[Problem statement]: Pictures in the data below are not part of the copy; transcribe everything else exactly.
=-=-=
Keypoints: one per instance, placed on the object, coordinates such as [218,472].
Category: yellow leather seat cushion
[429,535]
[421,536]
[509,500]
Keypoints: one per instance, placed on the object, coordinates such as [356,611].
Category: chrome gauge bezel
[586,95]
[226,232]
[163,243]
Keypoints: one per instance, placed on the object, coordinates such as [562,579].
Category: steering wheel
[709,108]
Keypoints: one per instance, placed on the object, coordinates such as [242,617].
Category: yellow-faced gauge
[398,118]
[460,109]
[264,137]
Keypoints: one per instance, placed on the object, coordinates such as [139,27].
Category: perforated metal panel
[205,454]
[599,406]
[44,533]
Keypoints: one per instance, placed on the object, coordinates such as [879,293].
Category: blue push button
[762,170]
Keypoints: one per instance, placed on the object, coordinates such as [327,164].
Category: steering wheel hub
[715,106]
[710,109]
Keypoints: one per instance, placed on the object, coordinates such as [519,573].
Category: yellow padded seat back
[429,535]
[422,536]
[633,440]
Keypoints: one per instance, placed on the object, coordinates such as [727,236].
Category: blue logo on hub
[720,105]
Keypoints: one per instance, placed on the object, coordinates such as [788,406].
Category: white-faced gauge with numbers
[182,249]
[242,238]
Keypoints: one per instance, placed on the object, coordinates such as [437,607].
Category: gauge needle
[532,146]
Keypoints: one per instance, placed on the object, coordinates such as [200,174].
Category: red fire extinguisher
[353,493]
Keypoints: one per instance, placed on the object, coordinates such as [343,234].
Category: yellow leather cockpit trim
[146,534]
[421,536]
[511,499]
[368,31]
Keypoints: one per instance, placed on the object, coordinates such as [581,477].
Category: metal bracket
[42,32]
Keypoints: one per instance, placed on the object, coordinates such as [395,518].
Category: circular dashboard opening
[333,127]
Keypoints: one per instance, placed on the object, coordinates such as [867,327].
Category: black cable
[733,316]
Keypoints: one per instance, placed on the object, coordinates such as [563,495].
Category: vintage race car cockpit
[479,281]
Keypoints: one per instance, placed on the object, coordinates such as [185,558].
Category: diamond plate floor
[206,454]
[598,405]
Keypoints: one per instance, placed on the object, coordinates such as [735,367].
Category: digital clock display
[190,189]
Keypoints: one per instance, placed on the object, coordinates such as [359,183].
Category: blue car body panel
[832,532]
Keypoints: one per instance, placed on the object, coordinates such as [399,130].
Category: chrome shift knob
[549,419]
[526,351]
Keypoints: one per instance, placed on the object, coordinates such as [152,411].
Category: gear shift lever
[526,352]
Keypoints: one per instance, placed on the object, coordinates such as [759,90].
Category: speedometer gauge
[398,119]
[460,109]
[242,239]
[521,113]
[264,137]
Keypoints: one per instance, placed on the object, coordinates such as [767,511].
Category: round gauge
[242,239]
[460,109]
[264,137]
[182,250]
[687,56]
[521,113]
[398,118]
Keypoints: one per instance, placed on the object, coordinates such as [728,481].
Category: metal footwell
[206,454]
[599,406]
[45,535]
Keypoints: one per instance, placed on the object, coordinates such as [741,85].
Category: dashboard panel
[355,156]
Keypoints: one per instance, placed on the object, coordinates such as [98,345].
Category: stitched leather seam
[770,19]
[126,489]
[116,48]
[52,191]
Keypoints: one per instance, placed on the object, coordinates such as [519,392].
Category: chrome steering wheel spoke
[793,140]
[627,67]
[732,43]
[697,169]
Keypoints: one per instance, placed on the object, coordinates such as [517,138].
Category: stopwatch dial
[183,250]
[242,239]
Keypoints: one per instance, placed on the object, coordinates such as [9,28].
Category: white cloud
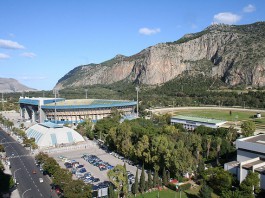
=-=-=
[Written response]:
Keypoints: one per instance, placed on the object, coordinates such as [218,472].
Category: yellow leather seat cushion
[429,535]
[421,536]
[509,500]
Keypoints: one per instance, placed on the object, coordinates such as [356,611].
Category: chrome gauge bezel
[586,95]
[226,232]
[163,243]
Keypoints: one per instance, placed on the object, coordinates such as [562,579].
Category: steering wheel
[709,108]
Keypoints: one per instance, placed on the object, coordinates such as [242,617].
Category: yellow-faced gauge
[398,118]
[460,109]
[264,137]
Keypoints: one per instance, placed on the object, coordinates such as [139,27].
Category: perforated metal panel
[205,454]
[599,406]
[44,533]
Keypoints: one per instance, placed on the object, coordinates such as [879,293].
Category: blue push button
[762,170]
Keypoints: one per instance, placed on the object, coordinates such as [327,164].
Category: steering wheel hub
[715,106]
[710,109]
Keypoints: one per instance, placed on the object, coordinates such as [519,573].
Category: yellow padded seat back
[429,535]
[422,536]
[633,440]
Keypoints: one per instance, placed on the object, coordinates such as [727,236].
Category: blue logo on hub
[720,105]
Keypoints: one per instance, placed on the object, coordinates such as [788,406].
Category: white-faced gauge with numbers
[182,249]
[242,238]
Keypoints: one per instance, placed on the object, coordinates such as [437,607].
Category: gauge needle
[532,146]
Keypoints: one per instance, placed on the object, coordinates such as [200,174].
Category: red fire extinguisher
[353,493]
Keypoints: one per instance, placed on the object, coordinates such as [343,234].
Category: yellow leather cockpit trim
[146,534]
[421,536]
[511,499]
[368,31]
Keypoints: one per instance, placed on the object, coordinates such as [581,477].
Category: metal bracket
[42,32]
Keypoints: one per instance, placed on the object, coordinates such as [395,518].
Category: circular dashboard opening
[333,127]
Keypoints: one per instance, placed on the object, coordinates such as [867,327].
Category: black cable
[733,316]
Keypoints: one per instance, placed on the object, coordinates such as [563,495].
Category: vintage race car cockpit
[479,281]
Keypoints: one per instance, placed on the object, coordinates such as [185,558].
Category: diamond plate floor
[206,454]
[598,405]
Keypoints: one per instance, placed on the object, coordinates such as [735,367].
Category: digital clock display
[190,189]
Keypoints: one per instance, placed on the object, coordinates such as [359,183].
Category: blue car body panel
[832,532]
Keypoints: one per instance, placed on the object, coordinates such as [399,130].
Category: chrome shift knob
[549,419]
[526,351]
Keypoints: one per instance, placed on the object, coordinates such as [152,411].
Category: gear shift lever
[526,352]
Keypoints: one per instance, placed on the object, coordinates such as [759,90].
Category: speedometer gauge
[398,119]
[460,109]
[242,239]
[521,113]
[264,137]
Keypoints: one per instance, placed on the object, coordinates such as [767,511].
Category: round gauge
[242,239]
[460,109]
[264,137]
[182,250]
[687,56]
[521,113]
[398,118]
Keypoints: one per instance, placed on the object, coordinates such as [728,481].
Category: metal footwell
[206,454]
[599,406]
[45,535]
Keypoints: one per instance, placed on the object, coordinates such as [741,85].
Category: dashboard panel
[355,156]
Keypoints: one per instance, placed on the object, coordinates such as [98,345].
Category: stitched leather seam
[770,19]
[126,489]
[116,48]
[52,191]
Keypoints: one per instance, placed on the object, coordinates such as [519,392].
Category: chrome steering wheel spoke
[793,140]
[627,67]
[732,43]
[697,169]
Keypoints: one per instance, placed on the object, coordinates such as [517,138].
Category: stopwatch dial
[183,250]
[242,239]
Keypoints: one per instance, placed on the object, coordinates such as [9,28].
Category: white cloud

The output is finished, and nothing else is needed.